* _Task description_
Write out the stretch from the start of the records through the line containing "(1109, 679)" as a numbered list, leaving out any blank lines.

* _The data_
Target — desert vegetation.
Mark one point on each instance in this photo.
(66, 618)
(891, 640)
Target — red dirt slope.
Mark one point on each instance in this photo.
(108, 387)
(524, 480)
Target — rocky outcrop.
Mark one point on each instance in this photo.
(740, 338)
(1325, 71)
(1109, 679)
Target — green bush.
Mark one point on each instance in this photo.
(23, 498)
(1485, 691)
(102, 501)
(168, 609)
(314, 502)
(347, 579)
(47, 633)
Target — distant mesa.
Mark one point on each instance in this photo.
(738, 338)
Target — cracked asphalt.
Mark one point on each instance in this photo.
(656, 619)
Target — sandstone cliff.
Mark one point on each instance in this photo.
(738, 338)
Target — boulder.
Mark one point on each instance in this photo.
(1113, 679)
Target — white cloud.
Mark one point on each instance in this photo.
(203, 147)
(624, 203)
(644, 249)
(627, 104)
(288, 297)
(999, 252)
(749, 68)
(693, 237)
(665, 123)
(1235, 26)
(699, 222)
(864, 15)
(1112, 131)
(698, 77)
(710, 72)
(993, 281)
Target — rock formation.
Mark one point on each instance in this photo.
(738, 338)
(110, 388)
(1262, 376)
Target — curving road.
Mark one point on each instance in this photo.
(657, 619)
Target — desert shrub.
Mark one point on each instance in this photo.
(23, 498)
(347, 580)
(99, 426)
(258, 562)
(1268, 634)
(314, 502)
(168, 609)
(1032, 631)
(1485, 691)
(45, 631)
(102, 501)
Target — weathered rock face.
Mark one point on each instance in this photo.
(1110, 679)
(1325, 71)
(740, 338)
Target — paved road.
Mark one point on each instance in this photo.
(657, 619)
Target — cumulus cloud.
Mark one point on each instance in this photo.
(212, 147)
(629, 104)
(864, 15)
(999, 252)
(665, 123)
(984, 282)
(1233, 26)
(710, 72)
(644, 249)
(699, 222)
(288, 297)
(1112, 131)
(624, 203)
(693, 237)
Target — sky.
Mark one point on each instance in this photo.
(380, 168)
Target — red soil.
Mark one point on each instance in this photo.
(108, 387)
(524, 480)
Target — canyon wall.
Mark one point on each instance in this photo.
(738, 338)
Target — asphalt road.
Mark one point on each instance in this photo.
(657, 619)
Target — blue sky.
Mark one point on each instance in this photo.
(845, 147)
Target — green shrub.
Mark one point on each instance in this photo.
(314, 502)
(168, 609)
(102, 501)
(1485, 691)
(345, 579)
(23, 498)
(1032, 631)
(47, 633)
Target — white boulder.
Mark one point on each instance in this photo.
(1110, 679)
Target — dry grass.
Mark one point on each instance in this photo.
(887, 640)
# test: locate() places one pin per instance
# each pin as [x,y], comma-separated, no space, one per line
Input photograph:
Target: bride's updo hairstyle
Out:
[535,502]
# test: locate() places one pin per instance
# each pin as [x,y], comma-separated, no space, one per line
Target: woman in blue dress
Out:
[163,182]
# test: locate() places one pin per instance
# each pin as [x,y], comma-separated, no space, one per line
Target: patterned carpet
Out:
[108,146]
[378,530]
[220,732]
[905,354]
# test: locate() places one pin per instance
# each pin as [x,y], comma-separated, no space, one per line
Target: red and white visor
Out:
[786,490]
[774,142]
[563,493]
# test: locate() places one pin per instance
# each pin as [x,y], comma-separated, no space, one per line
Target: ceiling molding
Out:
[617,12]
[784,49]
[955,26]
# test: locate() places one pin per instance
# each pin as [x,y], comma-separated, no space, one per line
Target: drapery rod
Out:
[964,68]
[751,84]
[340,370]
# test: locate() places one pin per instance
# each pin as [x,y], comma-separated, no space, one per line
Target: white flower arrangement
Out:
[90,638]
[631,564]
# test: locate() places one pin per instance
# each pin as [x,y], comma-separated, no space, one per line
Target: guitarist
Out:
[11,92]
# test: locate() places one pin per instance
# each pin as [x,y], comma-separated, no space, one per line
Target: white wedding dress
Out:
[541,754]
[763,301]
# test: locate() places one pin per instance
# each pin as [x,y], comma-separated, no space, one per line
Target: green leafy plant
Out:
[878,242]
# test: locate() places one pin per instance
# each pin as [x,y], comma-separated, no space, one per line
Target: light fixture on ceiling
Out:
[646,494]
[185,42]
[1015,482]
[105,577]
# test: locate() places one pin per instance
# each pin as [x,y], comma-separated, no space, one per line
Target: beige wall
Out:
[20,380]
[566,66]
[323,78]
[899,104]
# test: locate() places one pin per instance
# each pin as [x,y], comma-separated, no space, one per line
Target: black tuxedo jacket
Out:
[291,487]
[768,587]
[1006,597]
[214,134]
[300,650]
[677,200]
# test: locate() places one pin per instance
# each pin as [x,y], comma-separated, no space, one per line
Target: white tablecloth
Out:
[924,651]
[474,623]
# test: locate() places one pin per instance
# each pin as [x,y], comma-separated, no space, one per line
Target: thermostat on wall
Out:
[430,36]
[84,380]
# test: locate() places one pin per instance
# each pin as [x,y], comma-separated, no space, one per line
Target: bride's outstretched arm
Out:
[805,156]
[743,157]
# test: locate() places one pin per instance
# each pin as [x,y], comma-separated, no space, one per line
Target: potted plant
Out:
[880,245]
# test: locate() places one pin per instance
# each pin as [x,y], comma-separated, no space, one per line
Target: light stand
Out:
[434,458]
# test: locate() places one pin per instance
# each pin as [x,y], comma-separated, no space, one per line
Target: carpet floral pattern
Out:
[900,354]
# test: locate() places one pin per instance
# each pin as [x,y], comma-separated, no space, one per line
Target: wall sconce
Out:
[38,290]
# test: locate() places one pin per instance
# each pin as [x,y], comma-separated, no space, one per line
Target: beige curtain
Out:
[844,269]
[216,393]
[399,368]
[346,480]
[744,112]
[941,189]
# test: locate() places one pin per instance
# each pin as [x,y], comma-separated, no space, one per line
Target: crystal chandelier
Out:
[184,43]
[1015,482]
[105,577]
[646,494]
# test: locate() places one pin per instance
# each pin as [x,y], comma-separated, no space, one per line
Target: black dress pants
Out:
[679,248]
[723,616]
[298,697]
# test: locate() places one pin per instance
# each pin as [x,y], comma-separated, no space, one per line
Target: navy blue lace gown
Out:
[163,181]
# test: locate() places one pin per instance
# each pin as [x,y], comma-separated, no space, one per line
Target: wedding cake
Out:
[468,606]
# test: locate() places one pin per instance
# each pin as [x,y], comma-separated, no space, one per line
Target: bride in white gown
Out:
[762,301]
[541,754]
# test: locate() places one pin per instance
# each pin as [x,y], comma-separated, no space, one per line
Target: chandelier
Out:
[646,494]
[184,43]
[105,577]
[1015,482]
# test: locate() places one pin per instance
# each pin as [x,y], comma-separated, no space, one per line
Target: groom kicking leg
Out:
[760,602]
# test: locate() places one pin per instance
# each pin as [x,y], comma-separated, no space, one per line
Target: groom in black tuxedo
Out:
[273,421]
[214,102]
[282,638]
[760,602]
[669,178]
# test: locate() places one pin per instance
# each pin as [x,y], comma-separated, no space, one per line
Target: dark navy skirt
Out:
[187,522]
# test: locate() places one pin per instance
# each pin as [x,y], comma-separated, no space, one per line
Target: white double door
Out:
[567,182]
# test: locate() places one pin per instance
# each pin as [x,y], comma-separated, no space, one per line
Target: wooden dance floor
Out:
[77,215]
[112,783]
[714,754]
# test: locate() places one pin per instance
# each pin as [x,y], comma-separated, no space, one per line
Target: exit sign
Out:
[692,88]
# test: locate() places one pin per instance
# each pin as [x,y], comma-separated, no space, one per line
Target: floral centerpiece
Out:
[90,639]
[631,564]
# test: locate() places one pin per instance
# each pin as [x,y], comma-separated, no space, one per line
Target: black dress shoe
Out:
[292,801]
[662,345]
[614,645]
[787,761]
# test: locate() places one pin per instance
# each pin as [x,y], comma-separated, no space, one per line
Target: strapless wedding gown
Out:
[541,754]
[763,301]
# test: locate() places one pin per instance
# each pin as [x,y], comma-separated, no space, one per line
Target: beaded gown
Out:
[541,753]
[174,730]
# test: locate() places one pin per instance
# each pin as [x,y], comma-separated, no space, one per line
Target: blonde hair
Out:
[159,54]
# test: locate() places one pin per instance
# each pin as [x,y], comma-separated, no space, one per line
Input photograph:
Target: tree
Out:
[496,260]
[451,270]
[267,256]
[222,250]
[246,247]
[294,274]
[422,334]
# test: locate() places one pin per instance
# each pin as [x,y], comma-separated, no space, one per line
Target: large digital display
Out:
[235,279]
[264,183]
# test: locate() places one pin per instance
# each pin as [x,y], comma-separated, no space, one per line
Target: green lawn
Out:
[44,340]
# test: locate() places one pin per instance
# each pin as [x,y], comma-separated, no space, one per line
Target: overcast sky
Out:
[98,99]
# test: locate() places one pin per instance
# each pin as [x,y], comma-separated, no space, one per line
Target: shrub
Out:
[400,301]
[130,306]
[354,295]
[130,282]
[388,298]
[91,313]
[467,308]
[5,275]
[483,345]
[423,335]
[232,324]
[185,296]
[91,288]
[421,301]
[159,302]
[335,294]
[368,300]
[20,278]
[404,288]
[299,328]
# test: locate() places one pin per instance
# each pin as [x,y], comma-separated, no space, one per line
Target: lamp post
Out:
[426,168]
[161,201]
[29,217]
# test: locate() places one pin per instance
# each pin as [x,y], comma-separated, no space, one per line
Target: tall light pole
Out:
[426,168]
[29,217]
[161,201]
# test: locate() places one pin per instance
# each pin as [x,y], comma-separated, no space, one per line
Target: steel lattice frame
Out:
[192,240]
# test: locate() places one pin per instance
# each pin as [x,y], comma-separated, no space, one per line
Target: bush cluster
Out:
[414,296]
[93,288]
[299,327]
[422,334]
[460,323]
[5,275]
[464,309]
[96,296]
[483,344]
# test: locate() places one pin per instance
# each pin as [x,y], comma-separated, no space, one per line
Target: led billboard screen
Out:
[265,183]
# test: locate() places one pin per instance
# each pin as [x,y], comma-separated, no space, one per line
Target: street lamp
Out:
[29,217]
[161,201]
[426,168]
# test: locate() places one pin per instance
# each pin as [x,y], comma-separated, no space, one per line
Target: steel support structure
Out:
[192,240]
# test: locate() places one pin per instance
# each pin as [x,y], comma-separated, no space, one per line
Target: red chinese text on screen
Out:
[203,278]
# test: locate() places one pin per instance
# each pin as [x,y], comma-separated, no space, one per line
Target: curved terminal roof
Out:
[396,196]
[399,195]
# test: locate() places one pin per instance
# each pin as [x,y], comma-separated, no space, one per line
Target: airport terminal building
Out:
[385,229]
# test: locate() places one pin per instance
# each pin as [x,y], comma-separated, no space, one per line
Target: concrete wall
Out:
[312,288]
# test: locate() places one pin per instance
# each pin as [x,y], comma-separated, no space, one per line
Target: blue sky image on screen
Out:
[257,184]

* _Exercise output_
1. Target — desert vegetation.
2. Mark one point on each instance in this photo.
3. (66, 618)
4. (891, 640)
5. Target — red dirt slope.
6. Mark one point on each instance in this photo.
7. (108, 387)
8. (524, 480)
9. Target — rocky outcrop.
10. Mark one point on each instance in this photo.
11. (740, 338)
12. (1325, 71)
13. (1109, 679)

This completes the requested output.